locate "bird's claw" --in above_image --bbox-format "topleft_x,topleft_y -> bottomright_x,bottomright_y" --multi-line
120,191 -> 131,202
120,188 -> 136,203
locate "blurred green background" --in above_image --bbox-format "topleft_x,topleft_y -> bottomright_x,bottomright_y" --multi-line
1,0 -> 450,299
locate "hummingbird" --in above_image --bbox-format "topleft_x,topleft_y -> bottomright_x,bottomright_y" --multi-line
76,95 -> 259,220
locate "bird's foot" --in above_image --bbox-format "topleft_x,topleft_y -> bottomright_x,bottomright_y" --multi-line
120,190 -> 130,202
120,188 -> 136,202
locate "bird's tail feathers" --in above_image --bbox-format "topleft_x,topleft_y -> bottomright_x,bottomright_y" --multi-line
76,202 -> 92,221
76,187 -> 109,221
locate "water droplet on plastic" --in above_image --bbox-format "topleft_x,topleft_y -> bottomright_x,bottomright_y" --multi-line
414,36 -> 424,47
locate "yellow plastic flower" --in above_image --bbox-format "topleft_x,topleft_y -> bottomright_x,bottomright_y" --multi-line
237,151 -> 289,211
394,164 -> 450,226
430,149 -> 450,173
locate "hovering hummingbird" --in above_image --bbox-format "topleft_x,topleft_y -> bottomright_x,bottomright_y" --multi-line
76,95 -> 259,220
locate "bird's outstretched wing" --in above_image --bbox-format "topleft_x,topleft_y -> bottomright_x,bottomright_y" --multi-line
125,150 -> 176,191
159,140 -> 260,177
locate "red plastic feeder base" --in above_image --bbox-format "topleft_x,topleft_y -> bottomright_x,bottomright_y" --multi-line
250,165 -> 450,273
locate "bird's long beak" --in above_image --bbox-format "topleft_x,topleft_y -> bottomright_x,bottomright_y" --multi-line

::::

> [WORK REQUIRED]:
Nothing in the records may be left out; transcribe all of them exactly.

> [YOUR SOLUTION]:
locate "bird's claw" --in above_image --bbox-format "topleft_x,topleft_y -> bottomright_x,bottomright_y" --multi-line
120,191 -> 131,202
120,188 -> 136,203
locate "blurred green background" --in above_image --bbox-format "topleft_x,topleft_y -> bottomright_x,bottomright_y" --multi-line
1,0 -> 450,299
locate "hummingbird" --in above_image --bbox-format "topleft_x,topleft_y -> bottomright_x,bottomright_y" --multi-line
76,95 -> 259,220
locate "bird's foot" --in above_image --bbox-format "topleft_x,topleft_y -> bottomright_x,bottomright_y" --multi-line
120,190 -> 130,202
120,188 -> 136,202
locate "bird's tail feathers" --in above_image --bbox-format "topleft_x,topleft_y -> bottomright_x,bottomright_y" --multi-line
76,202 -> 92,221
76,187 -> 109,221
locate "water droplet on plastic" --in above_image --bbox-format "topleft_x,topleft_y -> bottomright_x,bottomright_y" --multi-line
414,36 -> 424,47
locate "yellow plastic flower" --in above_image --bbox-format "topleft_x,topleft_y -> bottomright_x,bottomright_y" --multi-line
237,151 -> 289,211
394,164 -> 450,226
430,149 -> 450,173
locate "hovering hummingbird" --in above_image --bbox-format "topleft_x,topleft_y -> bottomright_x,bottomright_y" --multi-line
76,95 -> 259,220
locate "bird's outstretched wing" --in above_image --bbox-format "topleft_x,topleft_y -> bottomright_x,bottomright_y" --multi-line
125,150 -> 176,191
159,140 -> 260,177
locate "red plastic feeder base" --in above_image --bbox-format "topleft_x,topleft_y -> bottomright_x,bottomright_y" --multi-line
250,165 -> 450,273
locate "bird's long beak" --in above_image --bbox-format "topleft_x,topleft_y -> bottomright_x,bottomright_y" --multi-line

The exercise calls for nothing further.